Provided data:
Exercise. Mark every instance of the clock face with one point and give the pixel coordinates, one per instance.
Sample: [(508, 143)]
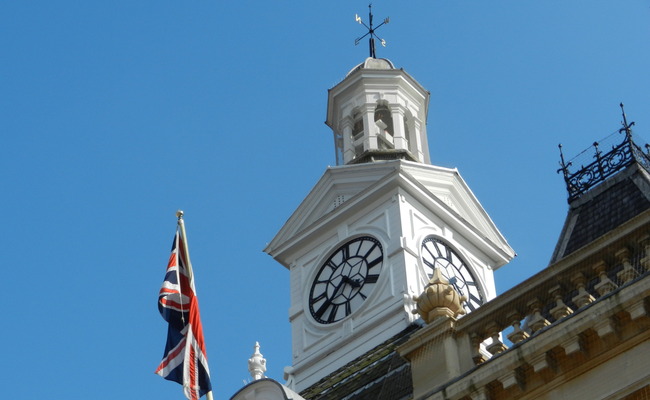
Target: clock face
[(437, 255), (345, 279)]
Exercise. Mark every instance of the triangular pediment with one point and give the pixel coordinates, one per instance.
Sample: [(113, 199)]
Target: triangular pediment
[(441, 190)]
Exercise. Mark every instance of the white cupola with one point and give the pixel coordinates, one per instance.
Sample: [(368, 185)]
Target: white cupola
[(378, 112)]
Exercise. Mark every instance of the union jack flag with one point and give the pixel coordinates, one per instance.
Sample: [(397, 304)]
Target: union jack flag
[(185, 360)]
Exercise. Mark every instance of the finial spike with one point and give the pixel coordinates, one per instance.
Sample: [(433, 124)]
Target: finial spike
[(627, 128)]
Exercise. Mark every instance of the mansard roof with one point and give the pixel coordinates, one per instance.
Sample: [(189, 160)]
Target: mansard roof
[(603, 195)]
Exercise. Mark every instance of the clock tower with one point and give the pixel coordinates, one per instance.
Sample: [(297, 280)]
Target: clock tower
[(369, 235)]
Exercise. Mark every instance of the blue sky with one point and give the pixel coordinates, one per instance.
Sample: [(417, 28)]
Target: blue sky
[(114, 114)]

==

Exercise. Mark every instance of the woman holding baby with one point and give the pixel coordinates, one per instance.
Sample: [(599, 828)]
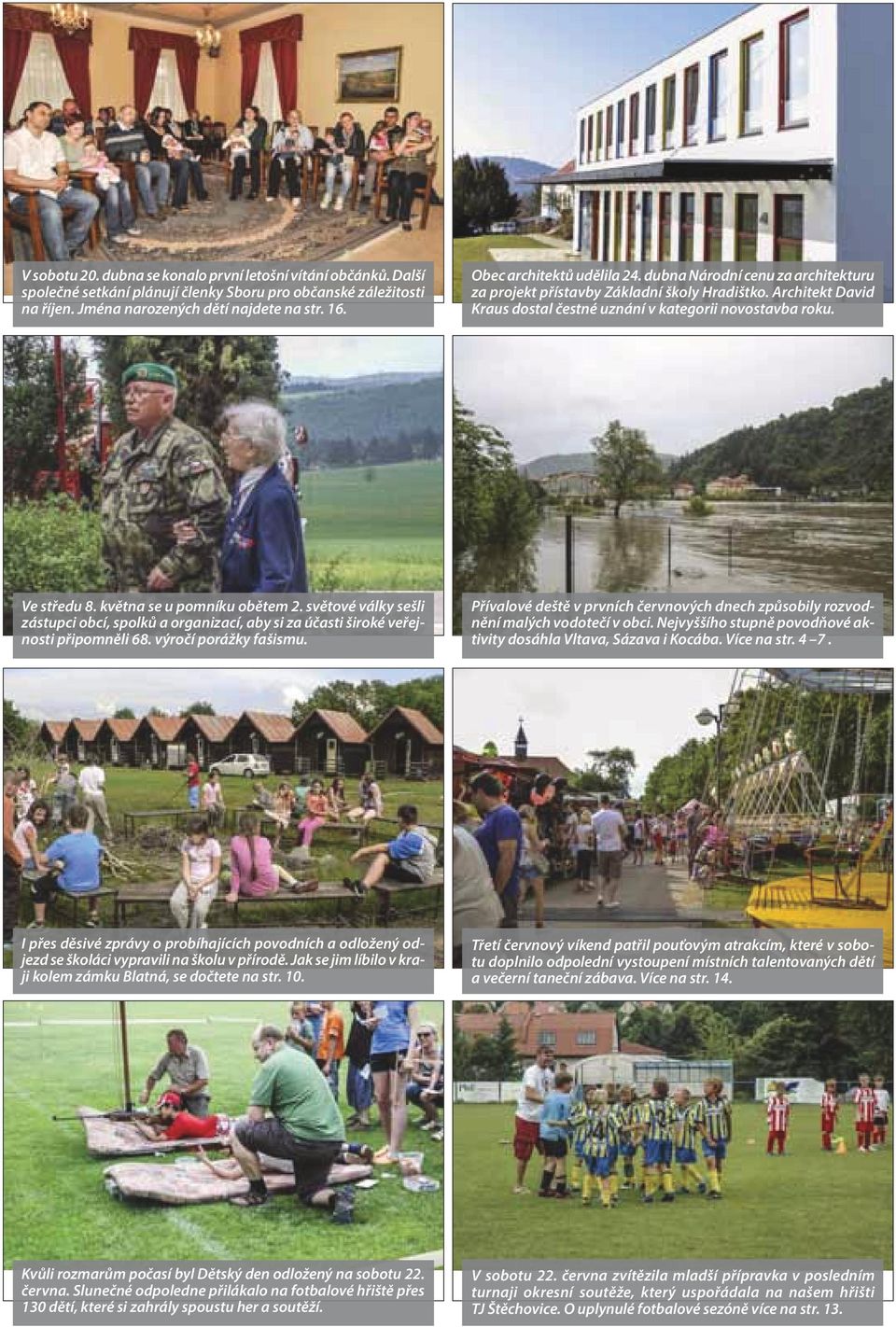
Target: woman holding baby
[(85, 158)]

Directions: Reproduce the lines starting with the one that has "Exercise. Mark every instance of the triangular" and ending after the one that has "[(378, 112)]", requests included. In the answers, raise every pixel coordinate by 8.

The output:
Exercise. Mark every instance of the triangular pediment with one point and give the pixel coordinates, one per instance.
Sample: [(113, 199)]
Target: triangular pediment
[(449, 198)]
Exercise. Mark every instance of the white cupola with one point and give the pixel coordinates, one per instance.
Sample: [(368, 185)]
Target: white cupola
[(386, 120)]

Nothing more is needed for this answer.